[Material from a point labeling set]
++++

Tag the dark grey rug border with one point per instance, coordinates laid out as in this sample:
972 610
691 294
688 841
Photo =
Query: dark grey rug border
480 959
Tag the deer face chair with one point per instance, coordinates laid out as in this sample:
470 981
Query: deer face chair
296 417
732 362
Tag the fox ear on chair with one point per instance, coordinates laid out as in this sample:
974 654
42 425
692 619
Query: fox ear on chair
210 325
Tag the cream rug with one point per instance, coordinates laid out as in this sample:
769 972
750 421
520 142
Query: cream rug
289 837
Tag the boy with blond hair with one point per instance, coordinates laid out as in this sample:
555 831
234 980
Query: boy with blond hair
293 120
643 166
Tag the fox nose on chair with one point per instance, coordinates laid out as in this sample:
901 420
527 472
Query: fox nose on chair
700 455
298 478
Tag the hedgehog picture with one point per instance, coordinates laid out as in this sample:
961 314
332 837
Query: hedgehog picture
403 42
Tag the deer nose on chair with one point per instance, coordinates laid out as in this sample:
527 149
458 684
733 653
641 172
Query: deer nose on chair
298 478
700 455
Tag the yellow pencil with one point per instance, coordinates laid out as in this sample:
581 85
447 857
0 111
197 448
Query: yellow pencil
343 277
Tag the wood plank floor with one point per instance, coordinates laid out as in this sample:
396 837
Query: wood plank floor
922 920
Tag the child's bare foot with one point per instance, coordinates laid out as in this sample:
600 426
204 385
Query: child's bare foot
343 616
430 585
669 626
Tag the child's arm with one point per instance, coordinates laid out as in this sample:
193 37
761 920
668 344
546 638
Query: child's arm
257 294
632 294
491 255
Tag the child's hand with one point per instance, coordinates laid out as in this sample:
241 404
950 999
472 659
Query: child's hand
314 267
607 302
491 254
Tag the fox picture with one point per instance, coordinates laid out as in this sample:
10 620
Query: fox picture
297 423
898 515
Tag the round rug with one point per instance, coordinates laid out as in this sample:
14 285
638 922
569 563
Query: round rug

++++

__Instructions for the task__.
Reproduce verbatim every line from the line containing "Tag the fox picture" through the end of the material, including both of those end lines.

__Answer to the task__.
Tag the fox picture with one point per instance, coordinates laid out as in this sample:
10 620
Query: fox picture
297 423
898 515
Tag the round rug with one point per instance, coordinates laid out as in this sample:
14 285
638 922
569 563
Query: round rug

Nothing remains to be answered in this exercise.